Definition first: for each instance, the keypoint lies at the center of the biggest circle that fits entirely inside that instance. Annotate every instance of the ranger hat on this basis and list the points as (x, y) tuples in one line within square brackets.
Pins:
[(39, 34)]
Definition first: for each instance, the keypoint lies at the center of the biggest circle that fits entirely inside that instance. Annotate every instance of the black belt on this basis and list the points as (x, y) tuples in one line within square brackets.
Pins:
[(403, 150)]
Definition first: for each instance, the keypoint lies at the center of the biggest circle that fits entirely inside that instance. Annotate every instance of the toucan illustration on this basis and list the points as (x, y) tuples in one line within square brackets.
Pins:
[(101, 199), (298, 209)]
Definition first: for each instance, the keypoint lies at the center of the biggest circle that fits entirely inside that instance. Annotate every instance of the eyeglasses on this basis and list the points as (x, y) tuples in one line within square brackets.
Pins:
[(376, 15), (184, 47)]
* * *
Rewrite all the records above, changing every "Pins" to "Points" and leaving everything else unchanged.

* **COMPLETED TASK**:
Definition first: for each instance, the keypoint lies at the center of the biggest circle that fits entirely inside that instance. Annotate every instance of the ranger hat on this basis and list the points as (x, y) tuples in one line within square brackets.
Points:
[(39, 34)]
Definition first: for each instance, the keypoint lies at the center of the biggest circle that fits entirely inside that instance. Annotate every instance of the black belt on this basis and list the points as (x, y) tuples in one line within square brackets.
Points:
[(403, 150)]
Definition first: for each instance, the keypoint lies at the center of the biggest circle that fits entirely inside that instance. Annotate every instance of the toucan illustration on this basis and list the points as (x, y) tuples in one line within square brackets.
Points:
[(101, 199), (298, 209)]
Definition first: for each instance, the keypoint lies at the center of the biggest circle that fits entirely inside that instance. Annotate every instance of the eyeglasses on this basis and list the points as (x, y) tuples in one line within square brackets.
Points:
[(376, 15), (184, 47)]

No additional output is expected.